--- Source records Enclosed Below ---

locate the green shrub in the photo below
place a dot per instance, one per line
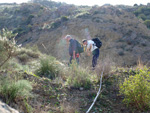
(10, 90)
(64, 18)
(78, 77)
(147, 23)
(23, 57)
(136, 89)
(48, 68)
(7, 46)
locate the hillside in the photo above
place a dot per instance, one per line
(36, 77)
(125, 38)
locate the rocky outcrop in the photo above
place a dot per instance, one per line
(4, 108)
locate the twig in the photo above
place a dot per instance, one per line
(97, 92)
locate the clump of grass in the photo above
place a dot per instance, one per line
(48, 68)
(78, 77)
(136, 89)
(10, 89)
(23, 57)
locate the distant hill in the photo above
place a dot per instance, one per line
(124, 35)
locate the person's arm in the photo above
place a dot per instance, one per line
(74, 55)
(89, 50)
(73, 49)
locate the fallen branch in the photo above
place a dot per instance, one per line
(97, 93)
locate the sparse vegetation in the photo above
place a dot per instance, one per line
(78, 77)
(136, 89)
(11, 89)
(48, 68)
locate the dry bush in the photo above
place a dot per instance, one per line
(140, 64)
(106, 64)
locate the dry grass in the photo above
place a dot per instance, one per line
(140, 64)
(107, 64)
(67, 107)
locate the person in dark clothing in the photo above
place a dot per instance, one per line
(92, 48)
(73, 52)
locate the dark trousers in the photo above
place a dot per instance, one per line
(71, 58)
(95, 57)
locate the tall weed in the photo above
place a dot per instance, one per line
(10, 90)
(136, 89)
(78, 77)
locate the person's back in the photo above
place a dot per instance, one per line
(72, 49)
(89, 43)
(72, 46)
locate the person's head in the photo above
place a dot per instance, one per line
(84, 41)
(68, 37)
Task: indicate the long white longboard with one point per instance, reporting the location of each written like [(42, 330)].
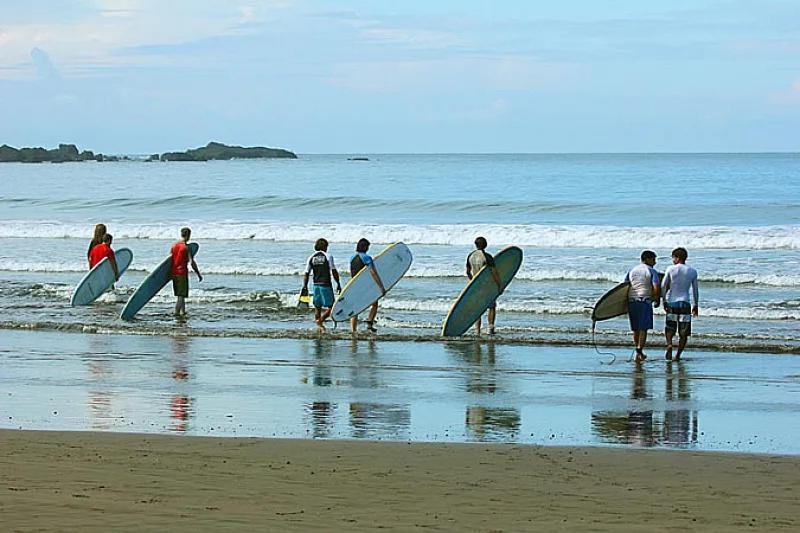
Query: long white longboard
[(99, 279), (362, 290)]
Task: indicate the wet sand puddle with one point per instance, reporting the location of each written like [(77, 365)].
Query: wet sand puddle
[(461, 391)]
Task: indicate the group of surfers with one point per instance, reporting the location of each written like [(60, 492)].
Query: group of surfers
[(677, 288)]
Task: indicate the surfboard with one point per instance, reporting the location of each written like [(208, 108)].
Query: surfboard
[(100, 278), (481, 291), (151, 285), (362, 290), (612, 304)]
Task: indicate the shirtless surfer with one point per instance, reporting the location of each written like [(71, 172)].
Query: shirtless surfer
[(475, 262)]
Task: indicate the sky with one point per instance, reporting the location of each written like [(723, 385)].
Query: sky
[(441, 76)]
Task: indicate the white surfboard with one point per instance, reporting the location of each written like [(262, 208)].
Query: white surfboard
[(99, 279), (362, 290)]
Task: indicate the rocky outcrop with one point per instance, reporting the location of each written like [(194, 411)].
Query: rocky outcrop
[(219, 151), (63, 154)]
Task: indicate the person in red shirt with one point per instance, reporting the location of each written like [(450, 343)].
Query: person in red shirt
[(181, 258), (101, 251)]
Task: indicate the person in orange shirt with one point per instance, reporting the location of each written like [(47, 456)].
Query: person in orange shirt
[(181, 258), (101, 251)]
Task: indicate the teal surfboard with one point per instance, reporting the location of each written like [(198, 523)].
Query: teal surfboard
[(151, 285), (99, 279), (481, 291)]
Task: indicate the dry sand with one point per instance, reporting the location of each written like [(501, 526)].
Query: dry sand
[(104, 481)]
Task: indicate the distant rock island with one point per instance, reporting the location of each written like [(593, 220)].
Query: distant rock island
[(214, 151), (63, 154), (69, 152)]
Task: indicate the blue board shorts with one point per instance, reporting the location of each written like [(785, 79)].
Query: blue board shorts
[(323, 296), (640, 313)]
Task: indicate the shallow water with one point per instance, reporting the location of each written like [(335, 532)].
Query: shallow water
[(581, 220), (461, 391)]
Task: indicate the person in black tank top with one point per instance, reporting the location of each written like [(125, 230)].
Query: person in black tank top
[(323, 269)]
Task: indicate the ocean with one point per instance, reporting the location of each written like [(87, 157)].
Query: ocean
[(582, 221)]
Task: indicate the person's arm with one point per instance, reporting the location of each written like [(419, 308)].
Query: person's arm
[(335, 274), (113, 260), (194, 265), (377, 278), (656, 291)]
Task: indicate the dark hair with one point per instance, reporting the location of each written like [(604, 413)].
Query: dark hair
[(321, 245), (362, 245), (648, 254)]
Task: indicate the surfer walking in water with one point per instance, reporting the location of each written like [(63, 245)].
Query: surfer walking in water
[(642, 296), (101, 251), (361, 260), (181, 258), (97, 238), (679, 278), (323, 268), (475, 262)]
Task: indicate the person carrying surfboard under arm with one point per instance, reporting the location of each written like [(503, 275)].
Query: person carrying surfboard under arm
[(679, 279), (101, 251), (97, 238), (323, 268), (181, 258), (475, 262), (360, 260), (642, 296)]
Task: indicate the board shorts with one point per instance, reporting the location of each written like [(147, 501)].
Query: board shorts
[(640, 314), (679, 319), (180, 286), (323, 296)]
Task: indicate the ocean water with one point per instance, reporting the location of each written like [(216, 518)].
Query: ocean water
[(581, 220)]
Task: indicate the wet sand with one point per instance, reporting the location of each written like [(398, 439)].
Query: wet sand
[(99, 481)]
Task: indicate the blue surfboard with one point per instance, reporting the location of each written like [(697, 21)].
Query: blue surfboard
[(481, 291), (152, 285)]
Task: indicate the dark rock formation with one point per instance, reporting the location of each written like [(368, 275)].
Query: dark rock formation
[(63, 154), (213, 151)]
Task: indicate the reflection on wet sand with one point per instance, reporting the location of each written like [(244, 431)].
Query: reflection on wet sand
[(640, 425), (484, 423), (181, 404), (99, 398), (364, 419)]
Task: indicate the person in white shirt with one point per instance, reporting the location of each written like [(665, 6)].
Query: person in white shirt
[(643, 294), (679, 279)]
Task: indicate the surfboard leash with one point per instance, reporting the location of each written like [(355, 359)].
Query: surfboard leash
[(596, 349)]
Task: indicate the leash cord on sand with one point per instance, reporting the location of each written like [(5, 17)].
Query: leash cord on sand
[(596, 349)]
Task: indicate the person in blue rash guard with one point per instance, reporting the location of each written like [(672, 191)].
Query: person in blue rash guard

--- End of Enclosed Source records ---

• **Exercise description**:
An exact printout of the listing is needed, minus any pictures it contains.

• **Response area**:
locate the green shrub in the photo below
place a dot per instance, one per line
(10, 90)
(64, 18)
(78, 77)
(147, 23)
(23, 57)
(136, 89)
(48, 68)
(7, 46)
locate the hillside in the photo above
place a dot per instance, one per line
(36, 77)
(125, 38)
locate the rocky outcrop in the photo above
place a dot per instance, one per line
(4, 108)
locate the twig in the photo above
place a dot per instance, one per line
(97, 92)
locate the clump of grass in the photo above
place a dot per instance, one per line
(48, 68)
(78, 77)
(136, 89)
(10, 89)
(23, 57)
locate the distant hill in the photo above
place a dot per instance, one per line
(124, 35)
locate the person's arm in the photo above
place a dot per instance, one per line
(74, 55)
(89, 50)
(73, 49)
locate the fallen branch in the photo above
place a dot per instance, one per line
(97, 93)
locate the sparse vegetation in the photo above
place a dot per instance, one per line
(78, 77)
(136, 89)
(11, 89)
(48, 68)
locate the dry bush in the photo above
place a dot per instance, one per line
(140, 64)
(106, 64)
locate the dry grass in the photo above
place a dot per instance, one per line
(140, 64)
(107, 64)
(67, 107)
locate the person in dark clothing in the photo above
place a dot per instance, one per line
(92, 48)
(73, 52)
locate the dark trousers in the photo above
place a dot per instance, one per line
(71, 58)
(95, 57)
locate the tall weed in the photo above
place a dot per instance, one per line
(10, 90)
(136, 89)
(78, 77)
locate the person's back in the photo above
place a dot per instance, one per line
(72, 49)
(89, 43)
(72, 46)
locate the person's head in the photo above
place a dot per instance, one per line
(84, 41)
(68, 37)
Task: indicate the long white longboard with one point per instance, reporting the location of each written like [(42, 330)].
Query: long white longboard
[(99, 279), (362, 290)]
Task: indicate the wet sand puddle with one point per instance, reporting the location of each written like [(77, 365)].
Query: wet sand puddle
[(461, 391)]
Task: indicate the group of surfers with one point per instance, reporting the location of each written like [(60, 492)].
Query: group of surfers
[(677, 288)]
Task: indicate the surfboard with one point per instance, reporting the location of each written like [(208, 108)].
Query: surfboard
[(100, 278), (481, 291), (151, 285), (362, 290), (612, 304)]
Task: indicate the shirtless surfer with one point per instance, reporting the location of each written like [(71, 172)].
Query: shirtless surfer
[(475, 262)]
Task: indicate the sky with one point per instance, reporting the location of each written like [(723, 385)].
Query: sky
[(441, 76)]
Task: indicate the white surfboard with one point per instance, reporting the location of each written like [(262, 208)].
Query: white surfboard
[(99, 279), (362, 290)]
Task: indicate the rocky outcrop with one point per instance, reporting the location of each written like [(194, 411)].
Query: rocky outcrop
[(219, 151), (63, 154)]
Task: indicate the person in red shirt with one point per instance, reporting the location of each written like [(450, 343)].
Query: person in red shirt
[(181, 258), (101, 251)]
Task: indicate the person in orange shirt with one point per instance, reporting the location of each written like [(47, 456)].
Query: person in orange shirt
[(181, 258), (101, 251)]
Task: indicate the teal surfboard with one point per instance, reporting the location of each written like [(198, 523)].
Query: teal surfboard
[(151, 285), (99, 279), (481, 291)]
Task: indicate the dry sand with one point per instance, reporting the location of each written like [(501, 526)].
Query: dry sand
[(104, 481)]
Task: indicate the distant rock island with one point per instance, reporting the location of each written like [(593, 220)].
Query: distant rock island
[(214, 151), (63, 154), (69, 152)]
Task: indicate the blue board shorts with one point per instance, reporting the location of each written like [(785, 79)].
Query: blue board shorts
[(323, 296), (640, 313)]
Task: indicate the shallow water with one point per instance, reporting the location of each written like [(335, 532)].
Query: shallow water
[(581, 220), (461, 391)]
Task: indicate the person in black tank top with one point per instance, reporting the location of each written like [(125, 230)].
Query: person in black tank top
[(323, 269)]
Task: indicate the ocean with one point per instance, reporting the location of each written like [(87, 157)].
Query: ocean
[(582, 221)]
Task: indicate the person's arm with one point per instance, reporting the location of each written like [(419, 308)].
Query: person's arm
[(335, 274), (113, 260), (194, 265), (377, 278), (656, 291)]
Task: indicate the dark hair with one point per instance, reporting the location of each written like [(604, 413)].
Query: dark hair
[(321, 245), (362, 245), (648, 254)]
Task: indicate the surfer walking in water with one point per instance, reporting the location of each written like [(63, 245)].
Query: surfer walking in water
[(642, 296), (101, 251), (361, 260), (181, 258), (97, 238), (679, 278), (323, 268), (475, 262)]
Task: indicate the person carrying surfboard under arm with one point per instance, reporting the location of each written like [(503, 275)].
Query: person carrying surfboard under arm
[(679, 279), (101, 251), (97, 238), (323, 268), (181, 258), (475, 262), (360, 260), (642, 296)]
Task: indicate the board shorts with one point per instance, reporting the location of each written like [(147, 501)].
Query: board shorts
[(640, 314), (679, 319), (180, 286), (323, 296)]
Task: indicate the ocean water with one point per instance, reporting the location of each written like [(216, 518)].
Query: ocean water
[(581, 220)]
Task: indicate the wet sand with one point per instance, reporting the location of each written like [(398, 439)].
Query: wet sand
[(99, 481)]
Task: indicate the blue surfboard with one point per instance, reporting the location of each written like [(697, 21)].
Query: blue surfboard
[(481, 291), (152, 285)]
Task: indicate the dark rock formation with one point per instance, reporting the location of each written like [(368, 275)].
Query: dark rock formation
[(63, 154), (213, 151)]
Task: indicate the reflection on wet sand with one point per instance, reporting the location of each written like [(244, 431)].
Query: reflection on wet sand
[(640, 425), (484, 423), (181, 404), (99, 398), (364, 419)]
Task: indicate the person in white shirt with one point per instance, reporting the location of each written like [(665, 6)].
Query: person in white shirt
[(643, 294), (679, 279)]
Task: indicate the surfboard leash with one point per instance, reporting the location of each written like [(355, 359)].
Query: surfboard leash
[(596, 349)]
Task: indicate the leash cord on sand with one point per instance, reporting the location of each written like [(5, 17)].
Query: leash cord on sand
[(596, 349)]
Task: indicate the person in blue rash guard with one point per instance, reporting the location of each written like [(672, 191)].
Query: person in blue rash guard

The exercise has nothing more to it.